(Exercise aim): Would you copy only the lines below, beginning with the one that contains "of the person" and running through the last entry line?

──────────────────────────────

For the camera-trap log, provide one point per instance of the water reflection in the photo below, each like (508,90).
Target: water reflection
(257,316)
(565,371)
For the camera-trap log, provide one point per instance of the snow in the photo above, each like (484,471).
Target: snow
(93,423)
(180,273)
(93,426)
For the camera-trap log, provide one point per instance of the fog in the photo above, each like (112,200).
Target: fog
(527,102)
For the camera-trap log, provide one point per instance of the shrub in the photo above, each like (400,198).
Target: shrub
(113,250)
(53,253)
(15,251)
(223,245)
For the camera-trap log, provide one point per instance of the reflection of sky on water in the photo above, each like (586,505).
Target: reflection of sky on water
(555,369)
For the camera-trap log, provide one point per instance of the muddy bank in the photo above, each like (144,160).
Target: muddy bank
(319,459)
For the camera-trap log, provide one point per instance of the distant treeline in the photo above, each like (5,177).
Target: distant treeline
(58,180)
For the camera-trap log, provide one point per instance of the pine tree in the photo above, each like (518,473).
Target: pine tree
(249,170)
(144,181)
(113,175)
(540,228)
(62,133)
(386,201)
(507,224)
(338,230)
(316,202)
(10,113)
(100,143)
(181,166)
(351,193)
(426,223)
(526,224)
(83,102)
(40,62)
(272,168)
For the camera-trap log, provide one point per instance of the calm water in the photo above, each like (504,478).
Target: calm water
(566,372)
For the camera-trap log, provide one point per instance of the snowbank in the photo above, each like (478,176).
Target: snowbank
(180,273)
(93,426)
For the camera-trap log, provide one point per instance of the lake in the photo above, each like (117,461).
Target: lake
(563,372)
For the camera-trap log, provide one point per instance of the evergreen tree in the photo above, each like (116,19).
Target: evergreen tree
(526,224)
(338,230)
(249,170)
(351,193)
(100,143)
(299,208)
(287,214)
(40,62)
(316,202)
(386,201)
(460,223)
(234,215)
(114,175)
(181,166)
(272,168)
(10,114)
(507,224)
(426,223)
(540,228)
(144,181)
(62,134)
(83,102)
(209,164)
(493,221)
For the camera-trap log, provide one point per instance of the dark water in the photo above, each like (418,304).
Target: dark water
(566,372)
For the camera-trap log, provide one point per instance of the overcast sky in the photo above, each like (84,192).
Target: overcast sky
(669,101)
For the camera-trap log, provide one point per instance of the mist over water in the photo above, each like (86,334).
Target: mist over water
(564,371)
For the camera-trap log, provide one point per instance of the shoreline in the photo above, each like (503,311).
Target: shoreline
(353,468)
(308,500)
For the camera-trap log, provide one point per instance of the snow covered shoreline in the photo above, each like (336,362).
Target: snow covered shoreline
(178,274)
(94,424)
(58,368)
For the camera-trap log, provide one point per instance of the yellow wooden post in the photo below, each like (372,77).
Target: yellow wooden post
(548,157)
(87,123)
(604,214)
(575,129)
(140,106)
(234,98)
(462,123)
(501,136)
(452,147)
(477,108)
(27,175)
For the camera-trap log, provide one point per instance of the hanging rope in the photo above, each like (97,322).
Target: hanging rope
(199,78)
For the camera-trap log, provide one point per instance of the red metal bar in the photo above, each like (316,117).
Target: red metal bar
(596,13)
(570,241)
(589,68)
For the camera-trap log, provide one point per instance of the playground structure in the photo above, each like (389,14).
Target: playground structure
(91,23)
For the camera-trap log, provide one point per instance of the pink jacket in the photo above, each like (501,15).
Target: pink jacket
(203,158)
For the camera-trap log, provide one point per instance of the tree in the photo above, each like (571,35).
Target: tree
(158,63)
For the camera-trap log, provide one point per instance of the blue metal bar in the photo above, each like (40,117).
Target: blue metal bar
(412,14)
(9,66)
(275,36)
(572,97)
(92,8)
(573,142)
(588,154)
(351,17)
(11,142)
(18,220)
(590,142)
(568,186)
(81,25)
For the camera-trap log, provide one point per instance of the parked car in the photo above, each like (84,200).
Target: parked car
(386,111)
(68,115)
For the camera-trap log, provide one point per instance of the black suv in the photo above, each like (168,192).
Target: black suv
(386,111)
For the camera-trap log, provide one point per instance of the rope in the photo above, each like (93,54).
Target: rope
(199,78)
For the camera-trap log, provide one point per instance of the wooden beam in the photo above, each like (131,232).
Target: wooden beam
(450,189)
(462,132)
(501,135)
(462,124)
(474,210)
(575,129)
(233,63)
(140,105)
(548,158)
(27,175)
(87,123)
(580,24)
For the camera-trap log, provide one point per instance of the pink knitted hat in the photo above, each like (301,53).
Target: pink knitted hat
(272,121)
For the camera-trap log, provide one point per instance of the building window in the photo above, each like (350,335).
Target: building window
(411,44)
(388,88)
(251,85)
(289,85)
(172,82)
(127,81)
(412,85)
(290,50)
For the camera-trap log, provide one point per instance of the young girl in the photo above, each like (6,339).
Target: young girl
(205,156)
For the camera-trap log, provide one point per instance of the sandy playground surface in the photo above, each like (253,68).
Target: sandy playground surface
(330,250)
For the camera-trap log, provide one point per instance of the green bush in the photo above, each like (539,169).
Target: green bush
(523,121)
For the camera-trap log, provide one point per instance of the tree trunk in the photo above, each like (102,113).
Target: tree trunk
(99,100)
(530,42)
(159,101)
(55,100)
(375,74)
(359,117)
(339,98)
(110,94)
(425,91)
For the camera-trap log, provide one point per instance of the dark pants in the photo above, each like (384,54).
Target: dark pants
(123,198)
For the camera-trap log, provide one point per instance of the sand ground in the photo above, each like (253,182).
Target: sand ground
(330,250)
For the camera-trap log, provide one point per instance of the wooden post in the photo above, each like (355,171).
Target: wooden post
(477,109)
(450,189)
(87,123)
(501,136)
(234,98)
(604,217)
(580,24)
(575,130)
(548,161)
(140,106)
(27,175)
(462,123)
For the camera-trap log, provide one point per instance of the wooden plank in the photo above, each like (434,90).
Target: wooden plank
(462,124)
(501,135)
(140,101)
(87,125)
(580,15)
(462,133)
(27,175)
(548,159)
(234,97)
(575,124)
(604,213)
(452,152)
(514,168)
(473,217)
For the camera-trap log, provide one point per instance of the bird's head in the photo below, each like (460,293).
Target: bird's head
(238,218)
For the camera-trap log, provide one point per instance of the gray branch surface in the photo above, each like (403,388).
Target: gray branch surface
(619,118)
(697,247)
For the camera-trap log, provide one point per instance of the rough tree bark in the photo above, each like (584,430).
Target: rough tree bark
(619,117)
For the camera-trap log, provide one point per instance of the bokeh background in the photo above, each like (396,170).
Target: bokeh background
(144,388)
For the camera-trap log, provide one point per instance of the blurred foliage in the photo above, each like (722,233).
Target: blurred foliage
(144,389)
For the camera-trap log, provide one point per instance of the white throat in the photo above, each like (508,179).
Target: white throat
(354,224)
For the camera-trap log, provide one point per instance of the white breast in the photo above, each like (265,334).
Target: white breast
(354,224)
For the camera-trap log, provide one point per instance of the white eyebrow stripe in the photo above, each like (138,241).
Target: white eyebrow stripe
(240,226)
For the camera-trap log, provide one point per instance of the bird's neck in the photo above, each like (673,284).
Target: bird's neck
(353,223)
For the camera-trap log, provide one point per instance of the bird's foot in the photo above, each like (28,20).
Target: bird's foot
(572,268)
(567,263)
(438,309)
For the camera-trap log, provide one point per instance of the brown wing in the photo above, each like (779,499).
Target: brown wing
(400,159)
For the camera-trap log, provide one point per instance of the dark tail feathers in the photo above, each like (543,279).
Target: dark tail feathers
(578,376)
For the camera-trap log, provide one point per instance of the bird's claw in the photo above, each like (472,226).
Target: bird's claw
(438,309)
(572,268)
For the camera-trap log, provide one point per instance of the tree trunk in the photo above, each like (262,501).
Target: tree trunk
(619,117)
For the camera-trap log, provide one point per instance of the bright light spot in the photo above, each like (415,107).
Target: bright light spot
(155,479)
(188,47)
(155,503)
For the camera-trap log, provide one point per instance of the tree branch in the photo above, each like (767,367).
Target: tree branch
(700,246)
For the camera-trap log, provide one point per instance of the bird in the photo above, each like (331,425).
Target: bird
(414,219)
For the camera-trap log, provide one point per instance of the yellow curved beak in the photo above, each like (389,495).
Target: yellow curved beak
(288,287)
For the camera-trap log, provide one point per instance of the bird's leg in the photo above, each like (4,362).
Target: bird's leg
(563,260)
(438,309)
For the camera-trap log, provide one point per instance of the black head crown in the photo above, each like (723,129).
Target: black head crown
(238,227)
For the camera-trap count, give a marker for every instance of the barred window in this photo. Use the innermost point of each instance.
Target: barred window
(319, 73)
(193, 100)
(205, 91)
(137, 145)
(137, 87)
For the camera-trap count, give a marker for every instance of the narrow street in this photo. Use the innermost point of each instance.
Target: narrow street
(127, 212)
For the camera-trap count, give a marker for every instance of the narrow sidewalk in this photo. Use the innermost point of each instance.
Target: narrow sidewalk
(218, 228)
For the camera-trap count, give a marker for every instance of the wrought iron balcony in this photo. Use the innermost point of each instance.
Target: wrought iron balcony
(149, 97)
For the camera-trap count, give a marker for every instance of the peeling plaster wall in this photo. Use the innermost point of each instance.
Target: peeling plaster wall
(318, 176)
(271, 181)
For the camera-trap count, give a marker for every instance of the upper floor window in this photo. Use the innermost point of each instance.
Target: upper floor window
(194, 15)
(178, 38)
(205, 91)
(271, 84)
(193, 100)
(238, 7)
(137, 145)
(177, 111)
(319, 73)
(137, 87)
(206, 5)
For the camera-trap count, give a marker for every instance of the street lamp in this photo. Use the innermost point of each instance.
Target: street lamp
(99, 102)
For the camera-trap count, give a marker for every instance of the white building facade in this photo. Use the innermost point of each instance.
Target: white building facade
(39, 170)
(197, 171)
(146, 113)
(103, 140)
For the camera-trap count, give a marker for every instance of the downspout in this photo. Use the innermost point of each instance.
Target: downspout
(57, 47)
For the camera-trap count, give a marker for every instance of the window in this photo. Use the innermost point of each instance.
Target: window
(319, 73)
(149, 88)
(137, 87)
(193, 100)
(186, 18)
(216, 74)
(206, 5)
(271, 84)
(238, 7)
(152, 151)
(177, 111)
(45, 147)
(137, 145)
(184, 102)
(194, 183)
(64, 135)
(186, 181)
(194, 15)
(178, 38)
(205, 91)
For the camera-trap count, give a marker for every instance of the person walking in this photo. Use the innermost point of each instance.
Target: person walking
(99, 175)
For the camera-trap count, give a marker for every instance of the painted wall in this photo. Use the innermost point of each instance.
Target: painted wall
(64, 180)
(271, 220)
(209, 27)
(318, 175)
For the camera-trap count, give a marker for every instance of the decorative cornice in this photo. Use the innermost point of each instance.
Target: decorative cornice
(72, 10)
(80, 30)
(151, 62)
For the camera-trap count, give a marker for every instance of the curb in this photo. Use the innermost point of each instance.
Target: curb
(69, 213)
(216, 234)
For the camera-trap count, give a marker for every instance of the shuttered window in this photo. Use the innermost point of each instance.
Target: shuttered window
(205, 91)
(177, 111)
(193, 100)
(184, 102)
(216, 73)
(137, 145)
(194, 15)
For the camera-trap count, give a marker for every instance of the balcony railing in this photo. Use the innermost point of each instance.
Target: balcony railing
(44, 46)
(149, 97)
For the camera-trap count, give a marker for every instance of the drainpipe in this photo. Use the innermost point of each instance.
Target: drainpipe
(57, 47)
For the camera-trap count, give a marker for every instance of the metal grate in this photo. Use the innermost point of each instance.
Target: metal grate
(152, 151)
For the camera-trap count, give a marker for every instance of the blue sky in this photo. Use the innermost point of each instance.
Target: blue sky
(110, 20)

──────────────────────────────

(Full response):
For the camera-trap count, give a marker for every instance of the person walking in this photo. Use the innermost point of each instance.
Target: person walking
(99, 175)
For the camera-trap count, give a marker for every instance of the painted wall in this photo. Use the innermost point of each instance.
Target: painted wall
(64, 180)
(271, 220)
(209, 27)
(318, 175)
For the camera-trap count, give a marker for every instance of the decorative cornice in this photo. Use the innermost point of each instance.
Target: decorative cornice
(72, 10)
(80, 30)
(151, 62)
For the camera-trap count, give a marker for every instance of the curb in this photo. Use the innermost point of each instance.
Target: curb
(69, 213)
(216, 234)
For the camera-trap count, give a marker for every instance of the shuttered window in this photo. Use the innermost point of each instance.
Target: shuttered window
(205, 91)
(177, 111)
(193, 100)
(184, 102)
(216, 73)
(137, 145)
(194, 15)
For the camera-trap count, give a marker for every instance of the balcony railing in this photo. Use the innermost point of each instance.
Target: balcony railing
(44, 46)
(149, 97)
For the camera-trap count, give a marker for every instance of the drainpipe in this photo. Use the innermost point of each instance.
Target: drainpipe
(57, 47)
For the camera-trap count, give a marker for every instance of the metal grate in this photo. Use the innermost point of each instance.
Target: metal grate
(152, 151)
For the camera-trap count, give a marker for every instance of the blue sky in this photo. Use the innermost point of each instance.
Target: blue sky
(110, 20)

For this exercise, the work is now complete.